BEGIN TEXT PROVIDED

At least 153 dead as jet crashes at Madrid airport

Public safety workers and vehicles are seen near the tail of the Spanair jet that crashed during takeoff Wednesday at Madrid's Barajas International Airport. The airliner, bound for the Canary Islands at the height of the vacation season, crashed, burned and broke into pieces, killing at least 153 people on board, officials said. Only 19 people survived.

? A jetliner heading to the popular Canary Islands vacation resort crashed during takeoff Wednesday, turning a wooded area off the end of a runway into a hellish scene of charred bodies and smoldering wreckage. Some 153 were believed dead – Spain’s worst air disaster in nearly 25 years.

Only 19 people survived the midafternoon crash of the Spanair MD-82 at Madrid’s Barajas International Airport, and some were in critical condition, said Development Minister Magdalena Alvarez, whose department oversees civil aviation in Spain.

END TEXT PROVIDED

__TASKS AND EXERCISES__
1. Answer these questions from the article about the Madrid airport crash:
(a) Where was the airliner headed?
(b) What model of Spanair aircraft crashed?
(c) Who gave the number of survivors, and what does that official's department oversee?
2. Decide whether each statement agrees with the article about the Madrid airport crash, and quote the words that settle it:
(a) The jet crashed while landing.
(b) The crash was Spain's worst air disaster in nearly 25 years.
(c) Some of the survivors were in critical condition.

BEGIN DATA

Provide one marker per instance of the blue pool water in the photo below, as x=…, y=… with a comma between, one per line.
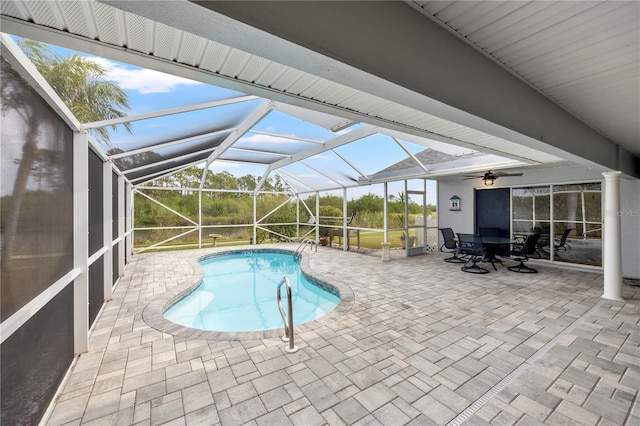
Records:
x=238, y=293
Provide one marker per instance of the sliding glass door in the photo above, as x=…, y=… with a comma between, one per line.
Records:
x=567, y=217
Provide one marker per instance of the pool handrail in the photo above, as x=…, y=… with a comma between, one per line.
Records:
x=287, y=319
x=303, y=244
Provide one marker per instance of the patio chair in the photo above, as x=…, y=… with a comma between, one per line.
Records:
x=450, y=245
x=561, y=244
x=521, y=253
x=471, y=245
x=542, y=246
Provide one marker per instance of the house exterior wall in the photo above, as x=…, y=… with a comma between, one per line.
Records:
x=463, y=220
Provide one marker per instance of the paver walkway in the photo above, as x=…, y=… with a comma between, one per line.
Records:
x=421, y=343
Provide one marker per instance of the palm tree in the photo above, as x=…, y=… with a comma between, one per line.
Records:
x=82, y=85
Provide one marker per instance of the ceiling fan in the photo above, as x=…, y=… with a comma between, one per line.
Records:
x=489, y=177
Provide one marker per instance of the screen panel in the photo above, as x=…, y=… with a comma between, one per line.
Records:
x=36, y=163
x=96, y=211
x=96, y=288
x=34, y=360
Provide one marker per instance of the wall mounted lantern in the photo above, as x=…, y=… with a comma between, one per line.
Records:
x=454, y=204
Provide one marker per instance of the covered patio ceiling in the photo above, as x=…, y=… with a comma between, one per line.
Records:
x=349, y=115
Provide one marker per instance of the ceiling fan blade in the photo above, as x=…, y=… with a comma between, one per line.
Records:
x=501, y=174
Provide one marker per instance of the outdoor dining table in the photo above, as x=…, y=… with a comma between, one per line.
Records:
x=494, y=245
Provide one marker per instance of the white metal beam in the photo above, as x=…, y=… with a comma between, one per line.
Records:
x=19, y=61
x=169, y=111
x=354, y=135
x=321, y=173
x=293, y=138
x=404, y=148
x=172, y=143
x=258, y=114
x=165, y=173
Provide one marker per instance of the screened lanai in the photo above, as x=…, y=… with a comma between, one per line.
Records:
x=277, y=110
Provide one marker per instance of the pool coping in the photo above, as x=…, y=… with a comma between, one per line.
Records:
x=152, y=313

END DATA

__ANSWERS FOR EACH ITEM__
1.
(a) The Canary Islands.
(b) An MD-82.
(c) Development Minister Magdalena Alvarez. Her department oversees civil aviation in Spain.

2.
(a) No: "crashed during takeoff Wednesday"
(b) Yes: "Spain’s worst air disaster in nearly 25 years"
(c) Yes: "some were in critical condition"